Description of the task:
Begin with the line holding "car window, place", then print every line after it through the end of the data, exactly and with nothing added.

————————

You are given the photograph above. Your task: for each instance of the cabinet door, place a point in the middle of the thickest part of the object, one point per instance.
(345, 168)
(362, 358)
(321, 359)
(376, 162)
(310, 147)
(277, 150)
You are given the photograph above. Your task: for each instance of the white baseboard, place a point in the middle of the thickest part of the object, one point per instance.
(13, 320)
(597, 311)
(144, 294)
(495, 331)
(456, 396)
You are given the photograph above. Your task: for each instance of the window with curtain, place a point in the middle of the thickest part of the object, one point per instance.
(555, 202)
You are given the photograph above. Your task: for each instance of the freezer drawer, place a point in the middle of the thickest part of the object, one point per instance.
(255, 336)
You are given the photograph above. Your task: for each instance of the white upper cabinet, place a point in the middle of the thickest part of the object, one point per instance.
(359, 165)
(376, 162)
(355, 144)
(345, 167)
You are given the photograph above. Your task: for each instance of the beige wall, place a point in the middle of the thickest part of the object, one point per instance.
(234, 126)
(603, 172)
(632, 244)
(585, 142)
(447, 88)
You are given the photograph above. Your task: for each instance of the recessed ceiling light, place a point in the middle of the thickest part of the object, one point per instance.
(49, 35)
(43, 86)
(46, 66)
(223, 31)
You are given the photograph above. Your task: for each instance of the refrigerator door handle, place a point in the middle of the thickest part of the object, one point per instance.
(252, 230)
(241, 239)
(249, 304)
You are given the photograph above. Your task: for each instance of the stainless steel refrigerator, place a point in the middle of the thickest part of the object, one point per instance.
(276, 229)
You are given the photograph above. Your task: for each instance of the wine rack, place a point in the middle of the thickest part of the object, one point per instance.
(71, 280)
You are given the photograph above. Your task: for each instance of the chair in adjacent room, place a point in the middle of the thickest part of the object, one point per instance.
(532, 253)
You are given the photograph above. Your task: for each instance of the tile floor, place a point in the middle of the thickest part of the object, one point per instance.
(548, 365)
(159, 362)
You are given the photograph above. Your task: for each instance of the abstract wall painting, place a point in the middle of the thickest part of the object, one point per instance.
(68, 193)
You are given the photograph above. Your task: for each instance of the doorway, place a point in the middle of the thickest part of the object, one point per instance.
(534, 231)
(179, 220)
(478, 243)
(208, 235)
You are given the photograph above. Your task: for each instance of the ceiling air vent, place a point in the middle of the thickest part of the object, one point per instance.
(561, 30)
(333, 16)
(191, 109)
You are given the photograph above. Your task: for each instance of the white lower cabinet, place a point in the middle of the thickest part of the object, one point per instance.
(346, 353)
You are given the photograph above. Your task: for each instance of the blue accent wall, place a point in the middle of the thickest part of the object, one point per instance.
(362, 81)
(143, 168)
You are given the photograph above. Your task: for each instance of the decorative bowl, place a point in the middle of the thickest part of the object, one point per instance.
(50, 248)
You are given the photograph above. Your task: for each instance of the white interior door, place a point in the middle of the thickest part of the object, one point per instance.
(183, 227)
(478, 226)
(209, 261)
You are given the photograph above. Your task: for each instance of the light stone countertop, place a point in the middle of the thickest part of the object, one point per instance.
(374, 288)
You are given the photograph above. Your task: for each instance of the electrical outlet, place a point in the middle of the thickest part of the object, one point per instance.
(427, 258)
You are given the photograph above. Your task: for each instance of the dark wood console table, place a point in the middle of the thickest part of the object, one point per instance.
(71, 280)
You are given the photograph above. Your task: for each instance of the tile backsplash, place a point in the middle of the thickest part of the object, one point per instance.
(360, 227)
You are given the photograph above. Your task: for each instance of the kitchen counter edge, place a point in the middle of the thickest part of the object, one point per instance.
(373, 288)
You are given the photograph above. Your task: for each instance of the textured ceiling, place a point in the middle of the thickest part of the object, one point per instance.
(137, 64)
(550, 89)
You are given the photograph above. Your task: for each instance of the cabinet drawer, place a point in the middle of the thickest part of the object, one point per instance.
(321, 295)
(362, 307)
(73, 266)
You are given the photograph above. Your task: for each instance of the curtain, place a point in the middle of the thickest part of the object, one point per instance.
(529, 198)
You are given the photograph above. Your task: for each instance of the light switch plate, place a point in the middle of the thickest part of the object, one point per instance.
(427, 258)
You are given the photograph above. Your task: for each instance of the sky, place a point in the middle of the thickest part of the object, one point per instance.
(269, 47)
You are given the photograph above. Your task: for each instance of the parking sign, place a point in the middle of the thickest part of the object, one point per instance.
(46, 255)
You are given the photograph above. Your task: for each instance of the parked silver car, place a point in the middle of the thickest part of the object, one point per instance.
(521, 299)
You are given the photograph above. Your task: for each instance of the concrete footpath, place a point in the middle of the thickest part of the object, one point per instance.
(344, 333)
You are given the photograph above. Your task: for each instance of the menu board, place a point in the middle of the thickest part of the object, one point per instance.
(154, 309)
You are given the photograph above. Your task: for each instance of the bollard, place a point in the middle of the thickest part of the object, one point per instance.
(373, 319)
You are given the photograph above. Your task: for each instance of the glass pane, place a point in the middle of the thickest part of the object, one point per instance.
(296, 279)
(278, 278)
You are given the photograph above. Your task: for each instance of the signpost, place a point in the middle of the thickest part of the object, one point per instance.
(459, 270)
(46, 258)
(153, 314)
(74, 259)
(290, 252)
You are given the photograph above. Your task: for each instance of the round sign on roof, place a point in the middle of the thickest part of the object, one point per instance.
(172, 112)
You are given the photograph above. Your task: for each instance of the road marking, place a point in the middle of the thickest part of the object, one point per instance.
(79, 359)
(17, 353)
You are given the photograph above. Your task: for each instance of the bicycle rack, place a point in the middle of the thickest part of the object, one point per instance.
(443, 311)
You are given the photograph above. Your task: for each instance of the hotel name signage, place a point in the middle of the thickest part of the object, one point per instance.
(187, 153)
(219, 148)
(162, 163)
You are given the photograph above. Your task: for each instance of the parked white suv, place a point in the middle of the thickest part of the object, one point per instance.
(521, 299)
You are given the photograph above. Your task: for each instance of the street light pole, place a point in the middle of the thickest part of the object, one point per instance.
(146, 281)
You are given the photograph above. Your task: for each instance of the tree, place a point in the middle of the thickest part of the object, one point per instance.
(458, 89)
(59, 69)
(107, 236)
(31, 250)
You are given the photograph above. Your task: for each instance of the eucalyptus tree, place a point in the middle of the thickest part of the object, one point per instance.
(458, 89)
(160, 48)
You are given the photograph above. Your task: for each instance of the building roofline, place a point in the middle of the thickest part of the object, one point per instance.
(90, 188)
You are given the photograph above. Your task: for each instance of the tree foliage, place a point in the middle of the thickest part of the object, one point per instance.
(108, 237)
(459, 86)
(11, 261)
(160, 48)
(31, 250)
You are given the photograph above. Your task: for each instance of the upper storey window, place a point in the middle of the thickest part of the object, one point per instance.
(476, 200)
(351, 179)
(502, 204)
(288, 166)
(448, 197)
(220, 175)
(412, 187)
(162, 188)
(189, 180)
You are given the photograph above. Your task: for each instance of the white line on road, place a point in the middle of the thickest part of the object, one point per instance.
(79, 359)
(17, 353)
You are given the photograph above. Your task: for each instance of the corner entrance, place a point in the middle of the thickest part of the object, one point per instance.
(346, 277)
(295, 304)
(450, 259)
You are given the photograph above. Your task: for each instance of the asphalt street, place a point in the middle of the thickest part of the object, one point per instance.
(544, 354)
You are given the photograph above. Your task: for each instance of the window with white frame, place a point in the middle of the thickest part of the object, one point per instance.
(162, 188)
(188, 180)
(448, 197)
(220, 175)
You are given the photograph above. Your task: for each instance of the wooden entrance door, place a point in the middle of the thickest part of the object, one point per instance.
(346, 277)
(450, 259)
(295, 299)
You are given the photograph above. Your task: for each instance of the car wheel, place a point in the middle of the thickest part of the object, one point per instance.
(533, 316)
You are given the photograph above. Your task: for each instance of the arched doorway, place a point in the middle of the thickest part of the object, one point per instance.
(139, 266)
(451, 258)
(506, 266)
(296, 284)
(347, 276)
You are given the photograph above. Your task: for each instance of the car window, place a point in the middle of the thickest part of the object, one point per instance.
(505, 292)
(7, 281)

————————

Exercise answer:
You are given the photograph above. Your task: for each instance of the car window, place a point in the middle of the thickest part of the object, one point per instance.
(505, 292)
(7, 281)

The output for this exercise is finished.